## Exercise requirements:
[a] Copy the passage on personal boundaries from "The message I" up to and including "was comfortable with.".
[b] In the passage on personal boundaries, whom did the photographer at the Bat Mitzvah insist put his hand on the writer's hip?

Years later, in 2008, I wrote about the incident with Kat as a way to illustrate early signs of my being autistic and my lack of social skills. My brother read it, and said something to the effect of, "I don't understand what you are trying to convey. Kat sounds like a psycho, and it sounds like you had mean friends-- mean, flaky 'friends.'" Additionally, when I workshopped the piece at a writers' group, others likewise expressed their confusion. One woman said, "I knew when I was reading this it had to have happened in seventh or eighth grade."
Looking back, I cannot believe it never crossed my mind that, well, my boundaries were constantly being violated, and egregiously so. But I realize now that I was held to a double standard. While I constantly got in trouble for violating others' boundaries, I also got a very clear message that mine did not matter.
They also didn't matter when I was at a Bar Mitzvah as a teenager and didn't want to dance with a random boy who asked me to dance. At a Bat Mitzvah that same year, I said "hello" to the Bat Mitzvah girl's brother, a friend from early childhood whom I hadn't seen in years. The photographer, who just happened to be right there, asked us to pose for a picture, and insisted that the boy put his hand on my hip. I was extremely uncomfortable with this, and the boy didn't seem to want to do it either. In both instances, my parents admonished me, telling me to grow up. What can I say? It was the '90s and the concept of consent wasn't talked about with the broad awareness that it is today.
The message I got over the years was clear: others' boundaries were sacrosanct, and mine didn't matter. If I didn't make an effort to understand others' points of view, I was rigid and immature. If others didn't make an attempt to understand mine, well, I shouldn't expect them to, because it's a huge burden for that person. If I had a crying fit at home because some kids humiliated me, I needed to learn to be stoic and let bitingly painful comments roll off my back. But in terms of me making stupid throwaway jokes not intended to hurt anybody? I needed to accept that other people were fragile as fuck and that I should expect such slips to end friendships. If I didn't want to hug my grandmother or uncle or dance with a boy or let an old friend put his hand on my hip, that was me being inappropriate and immature instead of understanding what I was comfortable with.

Items from a dataset

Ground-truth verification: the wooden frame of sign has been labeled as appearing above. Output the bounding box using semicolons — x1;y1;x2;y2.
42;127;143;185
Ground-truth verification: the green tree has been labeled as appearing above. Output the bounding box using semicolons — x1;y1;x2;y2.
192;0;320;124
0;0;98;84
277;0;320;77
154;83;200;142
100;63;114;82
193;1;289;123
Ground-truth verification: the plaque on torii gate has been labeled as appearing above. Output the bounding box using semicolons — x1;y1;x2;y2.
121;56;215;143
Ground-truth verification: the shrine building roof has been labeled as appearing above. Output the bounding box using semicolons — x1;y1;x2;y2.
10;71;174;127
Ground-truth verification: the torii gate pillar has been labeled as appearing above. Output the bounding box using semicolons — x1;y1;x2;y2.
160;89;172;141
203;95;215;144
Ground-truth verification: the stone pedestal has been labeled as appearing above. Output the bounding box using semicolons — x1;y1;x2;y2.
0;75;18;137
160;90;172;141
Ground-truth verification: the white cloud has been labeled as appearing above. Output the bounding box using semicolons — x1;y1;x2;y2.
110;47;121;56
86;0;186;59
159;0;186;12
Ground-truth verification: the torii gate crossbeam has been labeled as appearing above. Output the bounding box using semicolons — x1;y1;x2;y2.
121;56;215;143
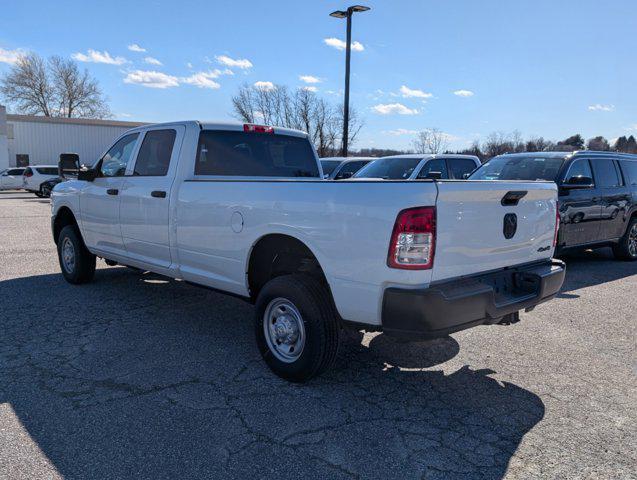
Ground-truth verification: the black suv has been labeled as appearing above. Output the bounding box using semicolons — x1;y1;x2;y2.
469;151;637;260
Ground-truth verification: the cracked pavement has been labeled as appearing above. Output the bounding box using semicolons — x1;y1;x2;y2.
0;192;637;480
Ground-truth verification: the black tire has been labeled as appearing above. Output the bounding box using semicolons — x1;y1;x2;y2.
57;225;96;285
613;216;637;262
255;274;340;382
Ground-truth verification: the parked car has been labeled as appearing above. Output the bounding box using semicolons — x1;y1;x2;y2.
321;157;375;180
470;151;637;260
51;121;565;381
22;165;58;197
354;154;480;180
0;167;24;190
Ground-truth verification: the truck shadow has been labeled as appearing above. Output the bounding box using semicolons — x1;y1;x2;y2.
0;267;544;479
558;248;637;298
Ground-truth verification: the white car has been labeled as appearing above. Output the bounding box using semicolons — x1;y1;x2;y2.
51;121;565;382
0;167;24;190
354;153;481;180
22;165;58;197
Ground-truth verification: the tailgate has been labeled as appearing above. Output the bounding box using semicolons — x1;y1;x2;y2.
432;180;557;281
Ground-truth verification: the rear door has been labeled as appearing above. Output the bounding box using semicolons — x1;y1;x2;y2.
560;158;602;247
432;180;557;281
119;125;185;268
592;158;631;241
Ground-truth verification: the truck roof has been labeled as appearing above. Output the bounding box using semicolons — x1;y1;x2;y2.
123;120;307;138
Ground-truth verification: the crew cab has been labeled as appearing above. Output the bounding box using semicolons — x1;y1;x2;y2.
470;150;637;261
51;121;565;381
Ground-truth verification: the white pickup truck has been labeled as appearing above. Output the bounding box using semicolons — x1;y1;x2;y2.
52;121;565;381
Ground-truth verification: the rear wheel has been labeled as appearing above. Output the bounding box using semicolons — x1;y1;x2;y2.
58;225;95;285
613;217;637;261
255;274;339;382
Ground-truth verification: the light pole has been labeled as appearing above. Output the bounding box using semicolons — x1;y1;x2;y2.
330;5;369;157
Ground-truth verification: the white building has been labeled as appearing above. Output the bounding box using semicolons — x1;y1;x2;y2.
0;105;143;170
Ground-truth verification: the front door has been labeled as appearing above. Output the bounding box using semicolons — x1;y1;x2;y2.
80;133;139;255
559;158;602;247
119;126;185;268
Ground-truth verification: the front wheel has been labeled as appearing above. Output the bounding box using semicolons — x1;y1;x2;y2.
255;274;340;382
58;225;95;285
613;217;637;261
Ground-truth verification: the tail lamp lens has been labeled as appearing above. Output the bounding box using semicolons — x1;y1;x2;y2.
553;202;560;248
387;207;436;270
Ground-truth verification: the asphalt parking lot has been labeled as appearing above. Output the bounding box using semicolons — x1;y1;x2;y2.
0;192;637;480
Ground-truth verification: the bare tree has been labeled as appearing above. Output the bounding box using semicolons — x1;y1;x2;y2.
413;128;449;153
0;53;111;118
49;56;111;118
0;53;55;117
232;85;362;156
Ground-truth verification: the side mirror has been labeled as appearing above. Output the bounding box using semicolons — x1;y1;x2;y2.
335;172;354;180
58;153;80;178
562;175;595;190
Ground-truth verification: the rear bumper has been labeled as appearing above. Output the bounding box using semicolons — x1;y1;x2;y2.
382;260;566;340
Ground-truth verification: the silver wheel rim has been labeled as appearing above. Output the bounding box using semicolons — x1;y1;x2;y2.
628;223;637;257
62;237;75;273
263;298;305;363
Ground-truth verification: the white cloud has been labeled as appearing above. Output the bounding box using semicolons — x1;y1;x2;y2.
588;103;615;112
400;85;433;98
124;70;179;89
382;128;418;137
299;75;321;83
0;48;25;63
179;69;223;90
372;103;418;115
128;43;146;52
144;57;163;65
71;49;127;65
215;55;252;70
323;37;365;52
254;81;276;90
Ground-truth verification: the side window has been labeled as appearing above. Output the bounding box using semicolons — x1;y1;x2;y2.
447;158;477;180
133;129;177;177
619;160;637;185
100;133;139;177
593;158;621;188
418;158;449;178
564;158;593;184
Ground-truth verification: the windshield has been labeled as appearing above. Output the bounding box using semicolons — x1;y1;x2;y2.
354;157;422;180
321;160;341;175
469;154;564;182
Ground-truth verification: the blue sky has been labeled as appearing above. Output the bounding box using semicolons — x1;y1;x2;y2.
0;0;637;148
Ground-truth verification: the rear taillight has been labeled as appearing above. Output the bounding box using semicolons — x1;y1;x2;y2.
243;123;274;133
553;202;560;248
387;207;436;270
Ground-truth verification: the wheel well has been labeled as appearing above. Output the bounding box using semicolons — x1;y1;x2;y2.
53;207;79;244
248;234;327;300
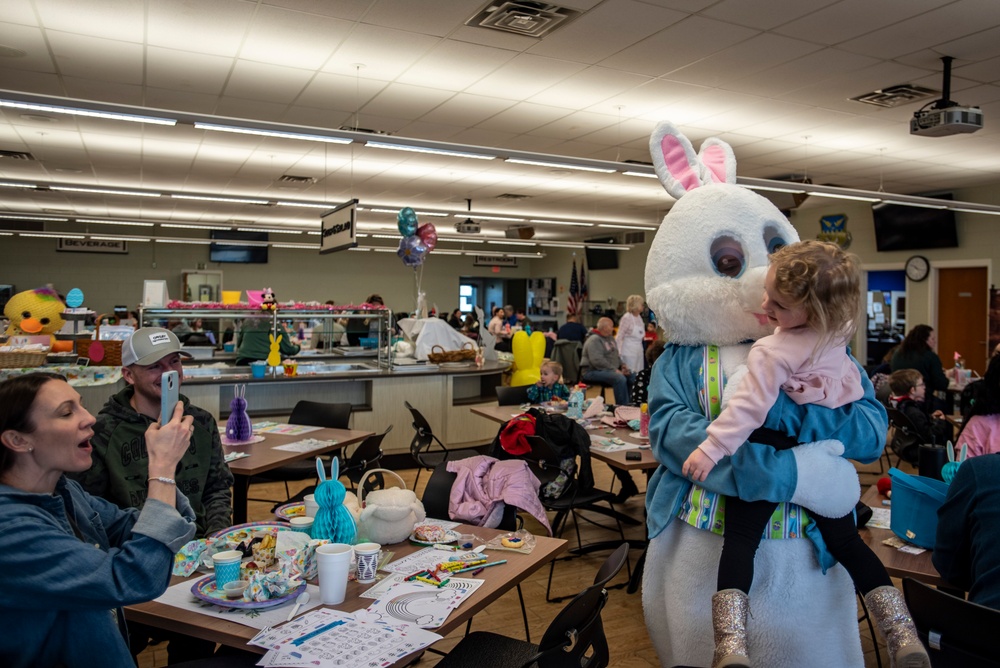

## Solutions in order:
[a]
The message I got over the years was clear: others' boundaries were sacrosanct, and mine didn't matter. If I didn't make an effort to understand others' points of view, I was rigid and immature. If others didn't make an attempt to understand mine, well, I shouldn't expect them to, because it's a huge burden for that person. If I had a crying fit at home because some kids humiliated me, I needed to learn to be stoic and let bitingly painful comments roll off my back. But in terms of me making stupid throwaway jokes not intended to hurt anybody? I needed to accept that other people were fragile as fuck and that I should expect such slips to end friendships. If I didn't want to hug my grandmother or uncle or dance with a boy or let an old friend put his hand on my hip, that was me being inappropriate and immature instead of understanding what I was comfortable with.

[b] The Bat Mitzvah girl's brother, a friend from early childhood.